**TEXT PASSAGE**
____________

Types of Metrics to Consider

via GIPHY It’s only natural to have the desire to look at and track everything, however, this isn’t always the best idea. More does not always equate to better, and one of the biggest dilemmas businesses face is deciding what to keep and what to toss. To help you narrow down your decision, here are some of the most significant metrics you will want to consider keeping your eye on.

Sales Revenue

Sales revenue data should be constantly mined to help uncover deeper meanings and trends. This data should be correlated to advertising campaigns, price changes, seasonal forces, competitive actions, and other cost of sales. Similar, more sophisticated metrics such as Asset Turnover Ratio, Return on Sales, and Return on Assets, can give you a good idea of how your company’s performance compares to competitors.

Gross Margin

Your gross margin is your business’s total net sales revenue minus the cost of goods sold/services provided. In other words, this is the amount of sales revenue you retain, taking into account the costs associated with producing goods sold or services provided. This metric is important to track, particularly for recent start-ups, as it allows you to reflect on improved processes and production. In simpler terms – it’s the equivalent of your company’s productivity, but in numerical form.

Net Profit Margin

Net profit margin demonstrates how efficient your business is when it comes to generating profit, compared to your total revenue. Essentially, this figure will tell you what percentage of each dollar you have earned translates into profits. Keeping an eye on this metric is a good way to predict long-term business growth and can help indicate whether your income exceeds the costs of running your business.

Sales Growth Year-To-Date

Sales Growth Year-to-date allows you to see your company growing from month to month as it indicates the pace at which sales revenue increases or decreases. Monitoring this is vital, as it will give you a better understanding of where your company stands.

Customer Loyalty and Retention

Customer loyalty and retention will tell you how many repeat customers are consistently using your products/services over an extended period of time. This can be measured by customer surveys, direct feedback at point of purchase, and purchase analysis.

Cost of Customer Acquisition

Cost of customer acquisition measures how much money your business spends in order to acquire a new customer, including your marketing and sales costs. This metric tells you whether your marketing and advertising investments are paying off, and if you need to make some adjustments.

Operating Productivity

Measuring staff productivity is important, and productivity ratios can be applied to almost any area of your business. via GIPHY For example, to determine sales productivity, divide actual revenue by the number of salespeople on your team. Then compare productivity to industry norms by looking at industry statistics or checking for continuous improvement by gathering and monitoring your own statistics. This process also works for manufacturing productivity, marketing productivity, and support productivity.

____________

**RAW DATA**
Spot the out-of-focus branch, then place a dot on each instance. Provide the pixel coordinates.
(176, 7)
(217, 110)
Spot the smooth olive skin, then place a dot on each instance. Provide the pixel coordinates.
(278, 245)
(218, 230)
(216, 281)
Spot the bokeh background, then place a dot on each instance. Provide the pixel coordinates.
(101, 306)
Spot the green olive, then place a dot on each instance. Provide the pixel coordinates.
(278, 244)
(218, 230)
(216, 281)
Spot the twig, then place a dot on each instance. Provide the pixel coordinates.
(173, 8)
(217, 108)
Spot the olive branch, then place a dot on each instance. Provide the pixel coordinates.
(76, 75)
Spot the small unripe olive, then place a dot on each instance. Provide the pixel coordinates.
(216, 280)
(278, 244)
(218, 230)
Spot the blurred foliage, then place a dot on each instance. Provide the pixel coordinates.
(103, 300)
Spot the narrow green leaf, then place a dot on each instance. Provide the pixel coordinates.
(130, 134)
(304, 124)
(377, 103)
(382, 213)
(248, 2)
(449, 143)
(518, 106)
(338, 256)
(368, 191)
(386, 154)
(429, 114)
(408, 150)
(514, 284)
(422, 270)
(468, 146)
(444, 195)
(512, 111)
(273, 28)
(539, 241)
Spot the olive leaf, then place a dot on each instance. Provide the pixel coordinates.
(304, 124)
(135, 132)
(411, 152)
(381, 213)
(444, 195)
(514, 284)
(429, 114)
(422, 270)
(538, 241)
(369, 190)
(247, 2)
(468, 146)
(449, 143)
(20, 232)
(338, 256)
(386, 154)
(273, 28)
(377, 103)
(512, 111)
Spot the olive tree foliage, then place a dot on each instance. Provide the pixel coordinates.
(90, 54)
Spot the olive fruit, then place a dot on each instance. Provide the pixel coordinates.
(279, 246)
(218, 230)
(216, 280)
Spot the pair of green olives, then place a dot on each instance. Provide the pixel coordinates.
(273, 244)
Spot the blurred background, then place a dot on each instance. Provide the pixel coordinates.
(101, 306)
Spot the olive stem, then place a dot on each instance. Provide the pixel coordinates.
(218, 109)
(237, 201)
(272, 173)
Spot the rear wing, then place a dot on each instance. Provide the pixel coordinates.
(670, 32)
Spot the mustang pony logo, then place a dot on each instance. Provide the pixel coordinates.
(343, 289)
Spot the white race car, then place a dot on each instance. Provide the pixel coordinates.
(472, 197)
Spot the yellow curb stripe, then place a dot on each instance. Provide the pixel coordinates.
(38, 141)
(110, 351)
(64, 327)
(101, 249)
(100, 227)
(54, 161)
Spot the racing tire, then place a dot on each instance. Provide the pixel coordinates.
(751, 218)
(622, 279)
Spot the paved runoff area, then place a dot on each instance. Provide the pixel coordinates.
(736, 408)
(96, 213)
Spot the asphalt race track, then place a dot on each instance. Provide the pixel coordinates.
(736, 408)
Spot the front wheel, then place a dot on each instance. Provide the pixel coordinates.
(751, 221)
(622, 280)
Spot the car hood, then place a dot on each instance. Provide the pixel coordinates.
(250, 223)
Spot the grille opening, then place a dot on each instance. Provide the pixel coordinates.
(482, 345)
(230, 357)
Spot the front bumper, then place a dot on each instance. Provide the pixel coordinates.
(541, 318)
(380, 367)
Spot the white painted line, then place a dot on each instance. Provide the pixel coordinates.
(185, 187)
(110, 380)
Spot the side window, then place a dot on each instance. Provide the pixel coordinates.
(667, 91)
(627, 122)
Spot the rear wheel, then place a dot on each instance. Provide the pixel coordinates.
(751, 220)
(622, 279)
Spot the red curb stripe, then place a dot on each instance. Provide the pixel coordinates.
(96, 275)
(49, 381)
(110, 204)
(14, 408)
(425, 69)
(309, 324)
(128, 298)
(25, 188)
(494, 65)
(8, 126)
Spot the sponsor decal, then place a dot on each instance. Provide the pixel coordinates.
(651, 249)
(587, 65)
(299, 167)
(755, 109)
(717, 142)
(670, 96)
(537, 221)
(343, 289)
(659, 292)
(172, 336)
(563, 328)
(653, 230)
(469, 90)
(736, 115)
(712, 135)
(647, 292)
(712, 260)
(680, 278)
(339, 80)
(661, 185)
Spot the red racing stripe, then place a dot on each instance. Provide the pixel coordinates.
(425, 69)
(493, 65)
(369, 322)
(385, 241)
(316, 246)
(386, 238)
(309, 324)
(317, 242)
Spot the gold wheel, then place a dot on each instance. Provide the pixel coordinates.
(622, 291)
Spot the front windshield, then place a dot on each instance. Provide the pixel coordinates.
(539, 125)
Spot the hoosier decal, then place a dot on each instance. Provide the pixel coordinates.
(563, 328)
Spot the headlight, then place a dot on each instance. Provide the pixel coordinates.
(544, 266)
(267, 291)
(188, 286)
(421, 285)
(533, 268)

____________

**PROBLEM TO WORK ON**
Using the text on business metrics, answer these:
(a) How is gross margin calculated?
(b) By what three means can customer loyalty and retention be measured?
(c) How do you determine sales productivity?
You won't need the records for this.

**EXERCISE ANSWER**
(a) Take the business's total net sales revenue and subtract the cost of goods sold or services provided.
(b) Customer surveys, direct feedback at point of purchase, and purchase analysis.
(c) Divide actual revenue by the number of salespeople on your team.